I’m also wondering about this third case.

I can use the cudaMemcopytToSymbol to copy to a struct that’s already allocated (at compile time) in the kernel, but how to allocate memory to a pointer defined in the kernel, then copy data to that memory from the host?

So I would have something like this in kernel.cu

__device__ float *dev_data;

and in main.c

float *data, *dev_data;

cudaMemcpyToSymbol ("dev_data", data, nBytes, 0, cudaMemcpyHostToDevice);

But that doesn’t work, presumably because *dev_data doesn’t have any storage allocated on the device. (The call returns an "Error 11 - Invalid argument.) If I do a cudaMalloc (&dev_data, nBytes) in main.c, dev_data there is not the same as dev_data in kernel.c.

For background, “data” is one of many arrays (the sizes of which are determined at run time) that provide background information for computations which will be carried out by many (potentially millions) of calls to several different kernels. I could put all the pointers in the kernel calls, a la “CUDA By Example”, but that would give me argument lists spanning half a page, to provide data that seldom or never changes. Much simpler/clearer, I think, to have one function to do all the data copying as part of initialization, but how?

Thanks,

James

It’s not entirely clear to me what you are trying to achieve. Why would you want to allocate memory on the device from a kernel, when in the next step you are copying into the allocated memory from the host? You could just as well both allocate and copy on the host…

It is however possible to do what you are asking for using cudaMemcpyFromSymbol() on the host to find out the address (and size) of the memory that was allocated from inside a kernel.

Named object pointing entries:
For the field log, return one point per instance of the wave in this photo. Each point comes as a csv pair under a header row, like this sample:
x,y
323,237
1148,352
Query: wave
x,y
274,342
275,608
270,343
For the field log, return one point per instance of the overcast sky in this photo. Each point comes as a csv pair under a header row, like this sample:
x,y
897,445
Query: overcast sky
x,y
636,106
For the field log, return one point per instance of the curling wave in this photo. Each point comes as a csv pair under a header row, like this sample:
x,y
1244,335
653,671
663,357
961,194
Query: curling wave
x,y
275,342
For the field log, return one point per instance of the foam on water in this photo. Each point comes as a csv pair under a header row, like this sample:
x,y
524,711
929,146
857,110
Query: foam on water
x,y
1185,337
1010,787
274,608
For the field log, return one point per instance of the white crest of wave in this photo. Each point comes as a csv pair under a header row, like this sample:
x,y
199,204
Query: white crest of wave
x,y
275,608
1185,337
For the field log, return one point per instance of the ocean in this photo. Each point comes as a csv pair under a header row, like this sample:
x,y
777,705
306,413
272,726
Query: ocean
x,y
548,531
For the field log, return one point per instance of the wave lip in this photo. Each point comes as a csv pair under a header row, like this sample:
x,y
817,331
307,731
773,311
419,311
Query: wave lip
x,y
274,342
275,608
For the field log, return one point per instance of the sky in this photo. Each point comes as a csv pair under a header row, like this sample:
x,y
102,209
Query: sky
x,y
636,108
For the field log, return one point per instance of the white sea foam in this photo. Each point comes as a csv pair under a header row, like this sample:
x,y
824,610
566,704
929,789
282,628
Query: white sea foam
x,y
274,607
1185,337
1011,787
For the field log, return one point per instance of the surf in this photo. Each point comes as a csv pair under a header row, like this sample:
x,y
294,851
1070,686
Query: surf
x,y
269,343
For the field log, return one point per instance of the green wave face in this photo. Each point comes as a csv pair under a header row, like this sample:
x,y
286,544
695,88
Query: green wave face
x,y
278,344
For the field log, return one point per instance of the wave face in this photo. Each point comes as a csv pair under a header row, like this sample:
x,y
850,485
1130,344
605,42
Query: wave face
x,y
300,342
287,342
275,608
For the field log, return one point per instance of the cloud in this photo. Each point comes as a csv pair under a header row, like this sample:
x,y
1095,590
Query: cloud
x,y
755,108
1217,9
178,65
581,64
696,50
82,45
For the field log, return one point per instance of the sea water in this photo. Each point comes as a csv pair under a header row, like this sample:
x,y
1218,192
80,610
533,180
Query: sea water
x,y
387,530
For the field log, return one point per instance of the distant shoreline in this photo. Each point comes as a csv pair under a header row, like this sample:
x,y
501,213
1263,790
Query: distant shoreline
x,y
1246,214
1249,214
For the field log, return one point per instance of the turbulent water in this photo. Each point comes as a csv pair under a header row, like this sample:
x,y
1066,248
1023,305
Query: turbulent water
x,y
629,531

PROBLEMS TO WORK ON:
1/ According to the CUDA forum thread, which function can be called on the host to find the address and size of memory that was allocated from inside a kernel?
2/ Write the next part of the CUDA forum thread, picking up after its final sentence.

RESPONSES:
1/ cudaMemcpyFromSymbol()

2/
Sorry, I obviously wasn’t clear enough. I want to allocate memory on the device from host C code, then reference it inside kernels (there will be several different ones running at different points), as say “dev_data [idx]”. As a concrete example, say I’m computing a problem on an irregularly-spaced 2D grid, the coordinates of which are read as program input, and placed in (malloc’ed) arrays Xp and Yp. So in the host side I do cudaMalloc and cudaMemcpy to get copies of those arrays on the device. I have device pointers for that memory on the host side, say in dev_Xp and dev_Yp. But how do I get names to reference that memory on the device, except by passing the pointer values as parameters?

Currently I’m using a workaround in which I define a structure that holds pointers to the various arrays, have a copy on both host and device, fill the host copy the values returned from the cudaMallocs, do a cudaGetSymbolAddress of the device copy, and a cudaMemcpy to transfer the host data to device. It works, but I think it’s rather sloppy & less than clear to anyone who tries to read the code.

I believe the second argument should be &data, and the third should be sizeof(*float), because you are copying only the pointer, not the contents.

That works! Now why didn’t I think of that? Seems obvious once I see it.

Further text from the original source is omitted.